* EJERCICIOS POR RESOLVER
A) Responde a estas preguntas a partir de la crónica teatral:
(i) ¿Qué título lleva el taller que plantea Sanchis Sinisterra?
(ii) ¿Qué día asistió al espectáculo quien escribe?
(iii) ¿Dentro de qué ciclo presenta Calixto Bieito su obra en el Centro Dramático Nacional?
B) Explica en una a tres oraciones por qué, según la crónica teatral, la pregunta del taller resulta interesantísima.
C) Retoma la crónica teatral sobre el espectáculo de Calixto Bieito y continúala a partir de la última oración.

Estos días
plantea un taller el maestro Sanchis
Sinisterra en su corsetería con
el título ¿Qué hacer con los clásicos?
(para el que por cierto no me han admitido). Pregunta interesantísima en este
mundo, para algunos mundillo, teatral que no parece terminar de encontrar su
sitio en este nuevo siglo atenazado por el consumo voraz e indiscriminado de
productos multimedia. Y hoy voy a hablar de este asunto partiendo de un
espectáculo teatral al que asistí ayer domingo.
Calixto Bieito trae estos días al Centro Dramático Nacional, dentro del
ciclo Una mirada al mundo, una obra
pergeñada bajo los efluvios de los fastos de las Olimpiadas de Londres, que
también han querido dar un cierto protagonismo al teatro y, por supuesto, a Shakespeare. Este supuesto excelso director de escena, también
metido a dramaturgo recalcitrante, se ha zambullido en el orbe del bardo para
idear un espectáculo basado, como el mismo se intitula, en la obra de Shakespeare. Evidentemente no existe una
obra de este autor que se titule Forest.

* MATERIAL PROPORCIONADO
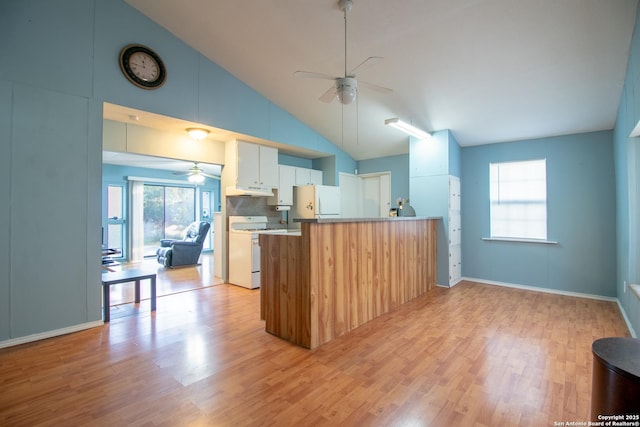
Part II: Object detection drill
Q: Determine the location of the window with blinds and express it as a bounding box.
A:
[490,159,547,240]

* RESPUESTAS POR EJERCICIO
A)
(i) ¿Qué hacer con los clásicos?
(ii) Ayer domingo.
(iii) Una mirada al mundo.

B) Resulta interesantísima porque el mundo teatral no parece terminar de encontrar su sitio en este nuevo siglo. Según la crónica, este siglo está atenazado por el consumo voraz e indiscriminado de productos multimedia.

C)
El espectáculo es mucho más ¡ambicioso! y está basado en toda su obra. De ahí
pasamos al proceso de manufacturado. Elegimos un tema, los bosques, y
seleccionando una serie de fragmentos relativos al asunto, damos a la manivela
del corta pega. Así surge un collage infausto, en idioma inglés, que se intenta
aderezar y dar forma mediante la introducción arbitraria y mezclada de textos (o fragmentos
traducidos) en catalán.
Este potaje a
la catalana, ideado por el de Miranda de Ebro, resulta totalmente indigerible.
Lo peor del teatro no es la pretenciosidad, la impostación, la grandilocuencia
vacua o el encefalograma plano. Lo peor es generar aburrimiento. Y es que este
espectáculo no lo salvan, sino que lo sufren profundamente, actores de la talla
de José María Pou y otros sacados
directamente de las mejores compañías inglesas, como la Royal Shakespeare Company. Pou,
que es el más cercano y al que conocemos más por aquí, también es productor y
director teatral, por lo que se me hace más triste verle intentado rebobinar
esas cintas de Krapp totalmente
descontextualizadas y absolutamente perdido en un proyecto que raya lo patético
(y no en sentido aristotélico).
Una
escenografía bonita y original (con un árbol suspendido del techo sobre un
macetero gigante, que desparramará la tierra sobre el escenario y todo ello encajado
en un cubo liso de paredes blancas sobre las que incide la luz de diferentes
tonalidades) no es suficiente para librar al espectador del horror (tampoco
este aristotélico) de aguantar este pestiño. Y si encima se envuelve todo de
supuesta, pueril e inconexa fábula ecologista, pues todavía sale uno más
cabreado del teatro Valle-Inclán en
Madrid.
Y todo esto no
viene por ese estado inducido, y no
pretendido, a este espectador de teatro. Viene por el qué hacer con los clásicos.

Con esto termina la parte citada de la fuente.